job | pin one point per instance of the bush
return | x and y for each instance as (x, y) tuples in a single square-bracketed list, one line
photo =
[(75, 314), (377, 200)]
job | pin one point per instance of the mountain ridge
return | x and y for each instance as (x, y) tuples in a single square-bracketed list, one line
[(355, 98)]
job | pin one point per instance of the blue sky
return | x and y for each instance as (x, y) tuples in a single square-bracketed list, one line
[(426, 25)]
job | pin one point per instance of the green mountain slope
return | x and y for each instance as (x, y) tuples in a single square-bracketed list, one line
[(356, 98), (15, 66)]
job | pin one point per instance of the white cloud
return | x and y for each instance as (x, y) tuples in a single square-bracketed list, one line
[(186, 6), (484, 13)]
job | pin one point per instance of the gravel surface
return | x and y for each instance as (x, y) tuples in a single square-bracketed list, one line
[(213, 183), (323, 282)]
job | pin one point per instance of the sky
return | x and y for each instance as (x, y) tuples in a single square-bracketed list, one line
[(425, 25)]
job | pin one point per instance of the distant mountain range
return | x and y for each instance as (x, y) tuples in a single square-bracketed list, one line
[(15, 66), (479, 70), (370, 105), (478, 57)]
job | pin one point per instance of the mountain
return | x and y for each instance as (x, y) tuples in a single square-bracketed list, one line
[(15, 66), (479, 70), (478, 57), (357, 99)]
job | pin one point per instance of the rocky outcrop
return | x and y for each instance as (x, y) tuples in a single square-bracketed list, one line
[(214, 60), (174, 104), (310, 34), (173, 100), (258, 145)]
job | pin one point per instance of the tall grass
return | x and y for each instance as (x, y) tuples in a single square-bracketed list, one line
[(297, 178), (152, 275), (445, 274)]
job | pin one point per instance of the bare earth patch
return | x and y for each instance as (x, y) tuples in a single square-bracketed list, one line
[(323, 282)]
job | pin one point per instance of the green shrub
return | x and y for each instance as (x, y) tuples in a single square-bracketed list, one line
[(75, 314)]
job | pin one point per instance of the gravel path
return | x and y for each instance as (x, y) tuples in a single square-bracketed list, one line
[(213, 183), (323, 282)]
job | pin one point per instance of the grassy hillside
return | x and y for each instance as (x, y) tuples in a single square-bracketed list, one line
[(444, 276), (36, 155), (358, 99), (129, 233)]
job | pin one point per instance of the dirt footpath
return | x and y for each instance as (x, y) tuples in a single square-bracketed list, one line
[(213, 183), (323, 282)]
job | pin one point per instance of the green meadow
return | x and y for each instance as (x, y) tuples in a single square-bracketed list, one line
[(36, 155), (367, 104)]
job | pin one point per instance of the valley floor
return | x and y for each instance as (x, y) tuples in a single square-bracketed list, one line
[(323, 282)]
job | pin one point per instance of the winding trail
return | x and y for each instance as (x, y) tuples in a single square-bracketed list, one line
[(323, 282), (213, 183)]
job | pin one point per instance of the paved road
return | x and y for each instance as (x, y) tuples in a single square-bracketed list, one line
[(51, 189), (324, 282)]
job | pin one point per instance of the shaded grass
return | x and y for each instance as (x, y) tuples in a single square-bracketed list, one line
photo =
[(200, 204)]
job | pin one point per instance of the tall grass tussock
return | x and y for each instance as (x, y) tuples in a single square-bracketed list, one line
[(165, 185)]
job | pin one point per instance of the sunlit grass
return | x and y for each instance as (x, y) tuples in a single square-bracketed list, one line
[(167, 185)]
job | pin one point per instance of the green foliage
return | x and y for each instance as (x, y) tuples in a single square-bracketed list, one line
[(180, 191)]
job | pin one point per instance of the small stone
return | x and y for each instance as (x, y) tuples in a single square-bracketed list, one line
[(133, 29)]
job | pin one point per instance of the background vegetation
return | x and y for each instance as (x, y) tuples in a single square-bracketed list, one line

━━━━━━

*Task*: All records above are to be printed exactly, with nothing omitted.

*Answer to this task*:
job | pin one point per instance of the bush
return | x and y for each instance as (x, y) tuples in a single square-bracketed list, one line
photo =
[(75, 314), (377, 200)]
job | pin one point per instance of the mountain ridge
return | x and y for each instance as (x, y) tuples in a single square-bracketed list, one line
[(355, 98)]
job | pin one point per instance of the blue sky
return | x and y for each instance as (x, y) tuples in a single square-bracketed list, one line
[(426, 25)]
job | pin one point per instance of the green mountain slope
return | x and y for each instance as (x, y) tuples in a single square-bracketed list, one line
[(356, 98), (15, 66)]
job | pin one point per instance of the white cloud
return | x and y for each instance as (x, y) tuples in a single square-bracketed list, one line
[(186, 6), (484, 13)]
job | pin one point per instance of the gravel surface
return | x and y for each instance as (x, y) tuples in a single square-bracketed list, one line
[(213, 183), (323, 282)]
job | pin one point per instance of the sky
return | x and y for each instance as (x, y) tuples in a single square-bracketed list, one line
[(425, 25)]
job | pin one point per instance of the distant mountain range
return | x and y for each instance as (x, y) tuples in a single square-bracketed list, one line
[(15, 66), (479, 70), (370, 105), (478, 57)]
job | pin one point per instance of the mountain
return | x and y for each instance as (x, y) tuples in a single square-bracketed list, one line
[(15, 66), (479, 70), (478, 57), (357, 99)]
job | pin one point per instance of the rocky outcrop
return | x and y for each instance as (x, y) tuples in a single square-bracketed list, one line
[(214, 60), (174, 104), (310, 34), (173, 100), (258, 145)]
job | pin one point per instance of the tall grass
return | x and y for each instance as (x, y) tuples in a single square-bracketed list, one line
[(297, 178), (152, 275), (445, 274)]
job | pin one point per instance of the bare earth patch
return | x and y for each instance as (x, y) tuples in a single square-bracketed list, one line
[(323, 282)]
job | pin one point per instance of the green shrub
return | x and y for each instance as (x, y) tuples in a single square-bracketed list, one line
[(75, 314)]
job | pin one point per instance of the gravel path
return | x and y for each instance as (x, y) tuples in a single square-bracketed list, one line
[(213, 183), (323, 282)]
job | pin one point per instance of the grassy hillside
return | x and y for each instance as (x, y) tuples in a single square-bracketed list, one line
[(444, 276), (36, 155), (358, 99), (129, 233)]
job | pin one point per instance of the dirt footpath
return | x and y for each instance as (x, y) tuples in a single square-bracketed list, one line
[(213, 183), (323, 282)]
job | pin one point per instance of the green meadow
return | x and y for each instance as (x, y) tuples in a single square-bracketed list, one line
[(36, 155), (367, 104)]
job | pin one point per instance of the valley floor
return | x and y for each instance as (x, y) tuples in a single square-bracketed list, one line
[(323, 282)]
job | pin one point per instance of the winding trail
return | x and y for each instance as (x, y) tuples in a single square-bracketed list, one line
[(323, 282), (213, 183)]
job | pin one point per instance of the paved road
return | x and y for each instance as (x, y) tuples in a single square-bracketed list, one line
[(51, 189), (324, 282)]
job | pin one point per instance of the shaded grass
return | x and y for each instance as (x, y) tuples in a single square-bracketed list, one line
photo =
[(200, 204)]
job | pin one point per instance of the tall grass tussock
return | x and y for each instance as (x, y) tuples in a single square-bracketed list, one line
[(165, 185)]
job | pin one point per instance of the sunlit grass
return | x and y for each instance as (x, y) tuples in a single square-bracketed list, one line
[(167, 185)]
job | pin one point per instance of the green foliage
return | x and y for each instance as (x, y) tuples in a single square-bracketed list, one line
[(180, 191)]
job | pin one point per instance of the small stone
return | x and y for each instance as (x, y) tuples in a single square-bracketed list, one line
[(133, 29)]
job | pin one point per instance of the background vegetation
return | x and y for each instance as (x, y) tuples in a single square-bracketed list, one line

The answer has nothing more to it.